• [Exercise description]:
Word for word, output the data, with none of its pictures.

Image-grounded pointing data
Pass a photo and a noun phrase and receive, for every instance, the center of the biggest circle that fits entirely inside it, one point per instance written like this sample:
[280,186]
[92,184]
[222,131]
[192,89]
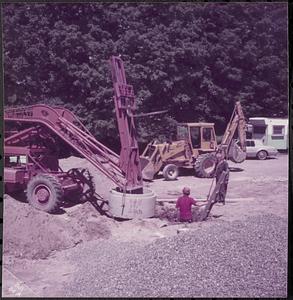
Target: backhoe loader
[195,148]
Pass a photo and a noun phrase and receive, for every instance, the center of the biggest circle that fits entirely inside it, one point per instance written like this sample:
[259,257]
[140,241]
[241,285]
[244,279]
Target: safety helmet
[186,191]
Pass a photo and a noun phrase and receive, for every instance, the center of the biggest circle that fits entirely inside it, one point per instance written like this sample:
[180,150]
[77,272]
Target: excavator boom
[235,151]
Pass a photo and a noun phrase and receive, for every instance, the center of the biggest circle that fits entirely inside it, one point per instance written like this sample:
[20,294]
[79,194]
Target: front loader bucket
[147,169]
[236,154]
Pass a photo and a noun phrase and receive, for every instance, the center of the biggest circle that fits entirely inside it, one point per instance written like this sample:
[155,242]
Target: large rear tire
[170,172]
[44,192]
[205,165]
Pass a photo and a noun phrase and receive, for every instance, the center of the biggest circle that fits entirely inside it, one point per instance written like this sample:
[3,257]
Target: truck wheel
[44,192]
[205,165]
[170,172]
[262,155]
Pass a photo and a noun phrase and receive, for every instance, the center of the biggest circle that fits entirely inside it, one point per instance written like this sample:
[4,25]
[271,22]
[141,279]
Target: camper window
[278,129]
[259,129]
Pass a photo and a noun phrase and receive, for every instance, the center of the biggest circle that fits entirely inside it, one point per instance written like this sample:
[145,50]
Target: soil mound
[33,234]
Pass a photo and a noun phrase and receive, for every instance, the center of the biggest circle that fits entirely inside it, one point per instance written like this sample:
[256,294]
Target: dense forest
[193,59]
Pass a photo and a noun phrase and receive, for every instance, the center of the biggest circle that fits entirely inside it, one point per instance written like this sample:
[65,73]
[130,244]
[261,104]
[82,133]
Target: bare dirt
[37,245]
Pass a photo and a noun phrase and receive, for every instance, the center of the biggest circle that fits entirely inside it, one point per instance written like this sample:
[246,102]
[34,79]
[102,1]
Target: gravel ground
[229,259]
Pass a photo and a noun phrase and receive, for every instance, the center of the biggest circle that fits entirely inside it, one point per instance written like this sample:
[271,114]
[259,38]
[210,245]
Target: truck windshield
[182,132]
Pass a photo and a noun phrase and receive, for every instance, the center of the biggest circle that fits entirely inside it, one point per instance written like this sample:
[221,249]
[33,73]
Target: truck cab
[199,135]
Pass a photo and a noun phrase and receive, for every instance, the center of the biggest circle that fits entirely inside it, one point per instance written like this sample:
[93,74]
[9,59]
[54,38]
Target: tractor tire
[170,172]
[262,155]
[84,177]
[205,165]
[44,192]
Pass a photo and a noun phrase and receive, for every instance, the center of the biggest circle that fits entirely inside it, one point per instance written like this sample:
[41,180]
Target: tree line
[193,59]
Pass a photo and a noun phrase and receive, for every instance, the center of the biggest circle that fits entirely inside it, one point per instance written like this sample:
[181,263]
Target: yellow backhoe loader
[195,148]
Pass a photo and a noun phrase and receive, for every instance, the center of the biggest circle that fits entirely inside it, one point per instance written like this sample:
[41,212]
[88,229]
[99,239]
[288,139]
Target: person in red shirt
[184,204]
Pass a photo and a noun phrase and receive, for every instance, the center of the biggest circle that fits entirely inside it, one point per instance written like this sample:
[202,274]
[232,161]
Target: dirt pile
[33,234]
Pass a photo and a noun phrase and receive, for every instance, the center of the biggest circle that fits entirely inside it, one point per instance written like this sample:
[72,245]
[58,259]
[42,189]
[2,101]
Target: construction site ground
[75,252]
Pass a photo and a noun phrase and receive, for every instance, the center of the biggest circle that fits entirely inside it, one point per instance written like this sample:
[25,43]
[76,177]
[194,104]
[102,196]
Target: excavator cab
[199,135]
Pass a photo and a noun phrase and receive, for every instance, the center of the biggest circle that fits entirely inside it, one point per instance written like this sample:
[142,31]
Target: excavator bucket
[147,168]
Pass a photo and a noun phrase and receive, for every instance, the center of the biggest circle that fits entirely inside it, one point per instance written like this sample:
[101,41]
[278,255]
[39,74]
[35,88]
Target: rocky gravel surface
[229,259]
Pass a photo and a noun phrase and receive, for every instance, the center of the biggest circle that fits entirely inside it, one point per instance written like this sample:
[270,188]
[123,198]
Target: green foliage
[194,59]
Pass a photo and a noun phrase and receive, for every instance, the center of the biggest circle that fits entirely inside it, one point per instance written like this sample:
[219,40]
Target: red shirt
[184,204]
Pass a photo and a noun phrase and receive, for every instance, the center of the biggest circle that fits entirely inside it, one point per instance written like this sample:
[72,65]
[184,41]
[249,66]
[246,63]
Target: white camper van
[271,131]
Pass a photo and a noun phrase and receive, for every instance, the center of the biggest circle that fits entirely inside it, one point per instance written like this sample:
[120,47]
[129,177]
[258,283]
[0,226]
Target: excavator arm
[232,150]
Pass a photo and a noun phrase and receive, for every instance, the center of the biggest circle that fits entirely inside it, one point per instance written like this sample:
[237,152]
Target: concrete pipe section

• [Task output]:
Pass a photo and a noun phrase and receive, for every instance, the center of the biggest circle that fits entirely inside it, one point per instance written like this sample:
[280,186]
[92,184]
[222,131]
[192,89]
Target: backhoe loader
[195,148]
Pass a photo and a noun phrase and receive, for every instance, the center of the biggest circle that fits entirely inside it, one point per instance written like this sample:
[259,257]
[140,241]
[241,285]
[244,279]
Target: safety helmet
[186,191]
Pass a photo and a noun phrase and receive, for every instance, the center of the biggest circle that fits entirely inside it, one point per instance written like this sample:
[180,150]
[77,272]
Target: excavator boom
[235,151]
Pass a photo and a noun phrase and receive, for every instance, the center of the biggest circle that fits entirely inside it, one point per instance written like this sample:
[20,294]
[79,194]
Target: front loader bucket
[147,169]
[236,154]
Pass a photo and a noun phrase and receive, for every instance, the center of the biggest circle that fits entirely inside it, one point per instance written like this sample:
[155,242]
Target: large rear tire
[170,172]
[44,192]
[205,165]
Pass a photo and a noun phrase and receive, for every instance, the center of the biggest circle that fits entirely inside it, one point per instance written like this sample:
[3,257]
Target: truck wheel
[44,192]
[205,165]
[170,172]
[262,155]
Pass a photo and a noun phrase and receive, for every instance, the center of the biggest circle that fits entirely inside it, one point per instance written like this sample:
[4,25]
[271,22]
[141,279]
Target: camper window
[278,129]
[259,129]
Pass a photo and a noun phrase and receive, for every instance, the center of the biggest circle that fits entirely inside it, one point per instance written like this sample:
[145,50]
Target: soil mound
[33,234]
Pass a photo and a noun phrase and receive, for every instance, the center of the biggest circle that fits entirely inside it, one point per instance written like this sample:
[256,294]
Target: dense forest
[193,59]
Pass a photo and a noun phrase and receive, for every instance, the center of the biggest circle that fits entirely inside it, one point per instance written like this sample:
[65,73]
[130,244]
[261,104]
[82,133]
Target: bare dirt
[37,245]
Pass a photo and a noun phrase and receive, for every instance, the center of the biggest circle that fits entirely inside it, one point per instance written like this sample:
[246,102]
[34,79]
[102,1]
Target: gravel ground
[229,259]
Pass a photo and a noun phrase and receive, for every instance, the center of the biggest circle that fits entirely inside it, one point per instance written like this sample:
[271,114]
[259,38]
[210,245]
Target: truck windshield
[182,132]
Pass a photo and a noun phrase and receive, for every instance, the center of the biggest circle that fits entirely inside it, one point per instance written like this sample:
[221,249]
[33,73]
Target: truck cab
[199,135]
Pass a photo and a noun phrase and receive, for every instance, the center of the biggest circle that fits entirely inside it, one point per instance written like this sample:
[93,74]
[9,59]
[54,38]
Target: tractor tire
[170,172]
[262,155]
[84,177]
[205,165]
[44,192]
Pass a photo and a noun phrase and receive, for every instance, the center of the biggest circle that fits entirely inside it, one point per instance written like this sample:
[41,180]
Target: tree line
[193,59]
Pass a photo and a noun phrase and receive, for every instance, the center of the biggest circle that fits entirely inside it, one point per instance written like this sample:
[181,263]
Target: yellow backhoe loader
[195,148]
Pass a photo and a noun phrase and receive, for every instance, the center of the biggest circle that fits entirely inside it, one point per instance written like this sample:
[41,212]
[88,229]
[99,239]
[288,139]
Target: person in red shirt
[184,204]
Pass a photo and a noun phrase and receive, for every instance, the center of the biggest circle that fits entirely inside it, one point per instance written like this sample:
[202,274]
[232,161]
Target: dirt pile
[33,234]
Pass a photo and a noun phrase and receive, for every instance, the center of the biggest circle that fits entirely inside it, one point per instance written like this sample:
[72,245]
[58,259]
[42,189]
[2,101]
Target: construction site ground
[75,252]
Pass a photo and a noun phrase and receive, for every instance, the center of the biggest circle that fits entirely inside it, one point per instance written like this sample:
[25,43]
[76,177]
[194,104]
[102,196]
Target: excavator cab
[199,135]
Pass a photo and a noun phrase and receive, for every instance, the center of the biggest circle that fits entirely inside it, one point per instance written like this sample:
[142,31]
Target: excavator bucket
[147,168]
Pass a photo and a noun phrase and receive, for every instance, the center of the biggest circle that fits entirely inside it, one point per instance written like this sample:
[101,41]
[278,255]
[39,74]
[35,88]
Target: rocky gravel surface
[229,259]
Pass a photo and a noun phrase and receive, for every instance, the center of the biggest circle that fits entirely inside it, one point per instance written like this sample:
[270,188]
[123,198]
Target: green foliage
[194,59]
Pass a photo and a noun phrase and receive, for every instance, the center of the biggest circle that fits entirely inside it, one point per instance written like this sample:
[219,40]
Target: red shirt
[184,204]
Pass a photo and a noun phrase and receive, for every instance, the center of the biggest circle that fits entirely inside it, one point per instance written like this sample:
[72,65]
[184,41]
[249,66]
[246,63]
Target: white camper van
[271,131]
Pass a photo and a noun phrase and receive, for every instance, the center of the biggest circle that fits entirely inside it, one point per instance written like this sample:
[120,47]
[129,177]
[258,283]
[0,226]
Target: excavator arm
[232,150]
Pass a photo and a noun phrase and receive, for every instance, the center of the biggest circle that fits entirely inside it, one point per instance written like this sample:
[237,152]
Target: concrete pipe section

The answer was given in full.